[What the exercise asks] Locate each line in the records below that contains the word "fence" and copy those lines out.
━━━━
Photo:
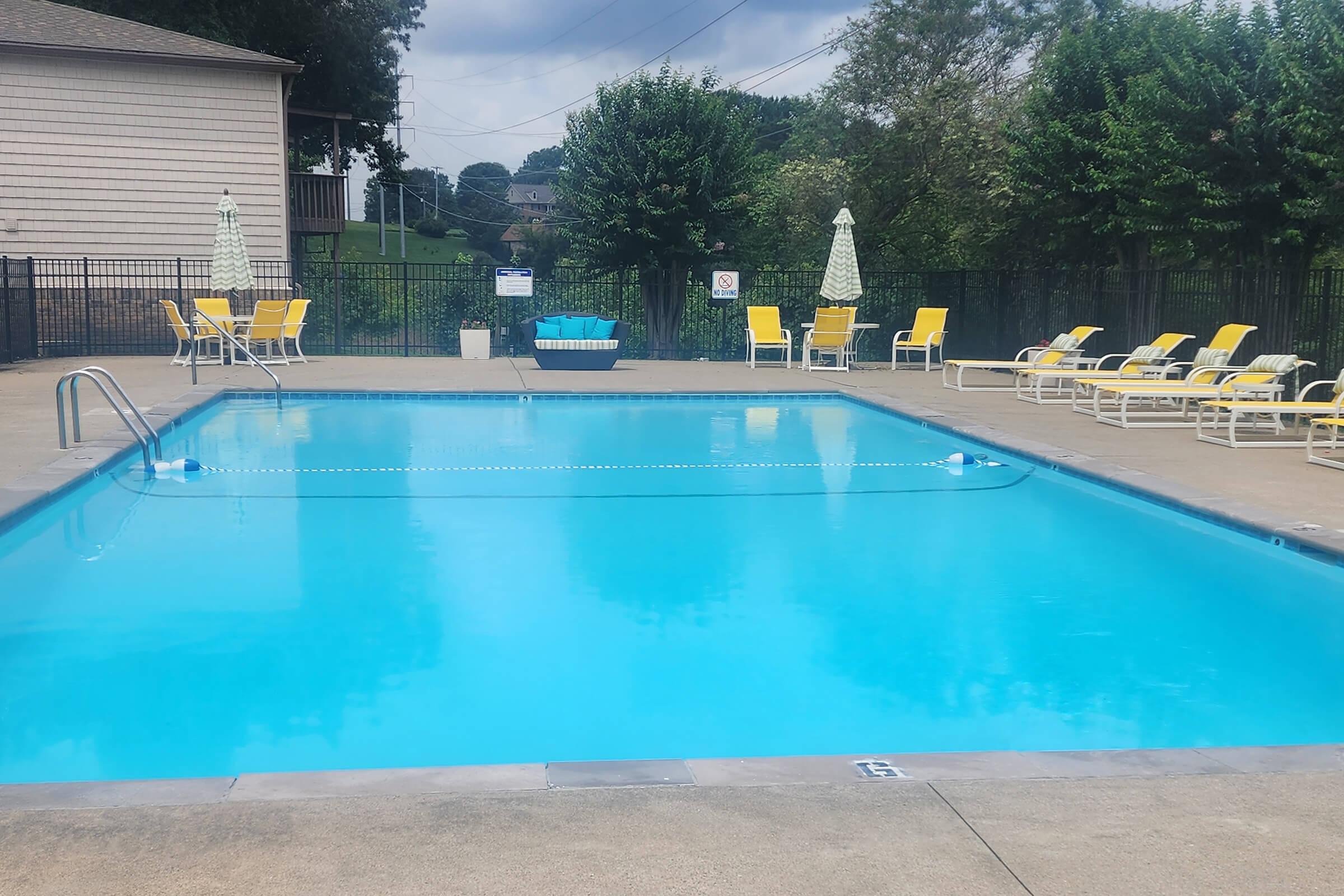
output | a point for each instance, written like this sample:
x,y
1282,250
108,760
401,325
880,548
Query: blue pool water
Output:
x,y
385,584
━━━━
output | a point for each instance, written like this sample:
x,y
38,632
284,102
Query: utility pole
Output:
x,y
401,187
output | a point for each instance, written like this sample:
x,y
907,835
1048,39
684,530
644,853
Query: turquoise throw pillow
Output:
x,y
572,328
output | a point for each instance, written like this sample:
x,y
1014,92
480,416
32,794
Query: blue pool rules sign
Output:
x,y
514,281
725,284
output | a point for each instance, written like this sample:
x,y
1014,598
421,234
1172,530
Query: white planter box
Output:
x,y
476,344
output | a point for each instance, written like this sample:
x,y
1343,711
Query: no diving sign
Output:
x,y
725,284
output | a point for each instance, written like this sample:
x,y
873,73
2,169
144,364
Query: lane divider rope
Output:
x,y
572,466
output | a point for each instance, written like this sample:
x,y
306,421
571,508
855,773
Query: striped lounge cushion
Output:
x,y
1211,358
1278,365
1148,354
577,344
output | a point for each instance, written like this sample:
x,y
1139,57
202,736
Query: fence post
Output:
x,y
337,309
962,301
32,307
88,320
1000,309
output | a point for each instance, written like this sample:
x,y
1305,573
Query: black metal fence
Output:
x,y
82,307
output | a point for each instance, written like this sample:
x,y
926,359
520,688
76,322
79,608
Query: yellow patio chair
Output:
━━━━
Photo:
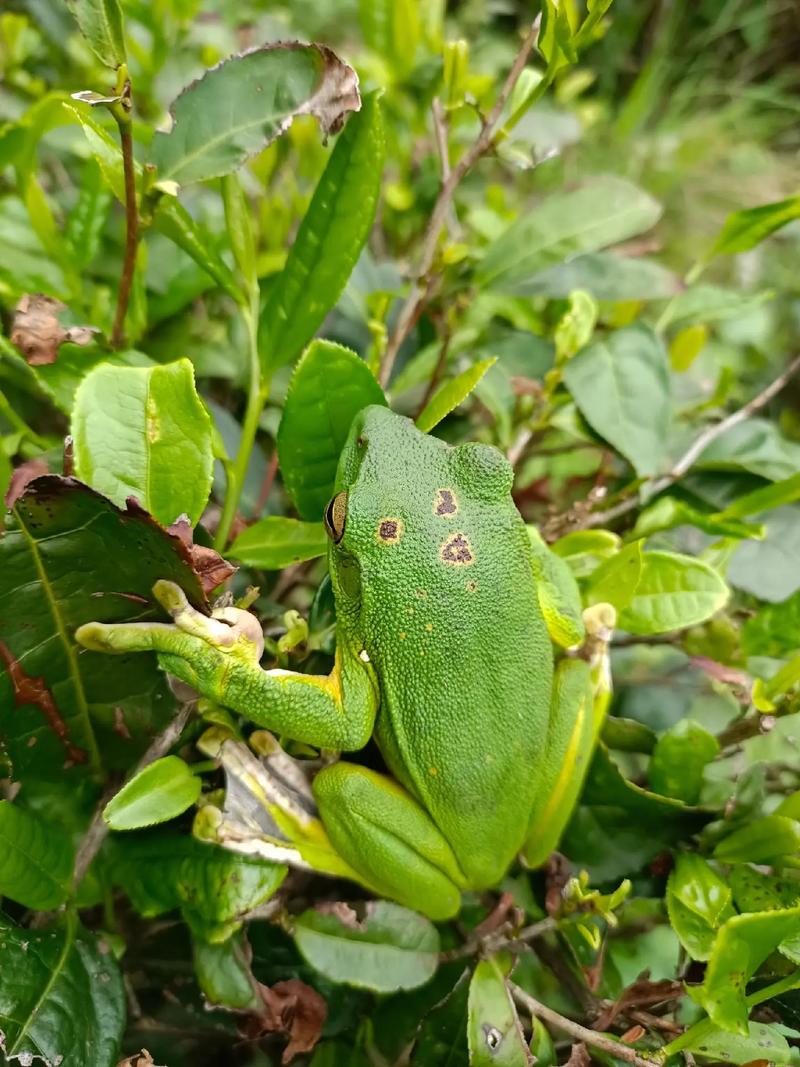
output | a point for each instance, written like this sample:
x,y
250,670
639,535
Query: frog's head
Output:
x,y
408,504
━━━━
[Answer]
Query: fence post
Query: black metal fence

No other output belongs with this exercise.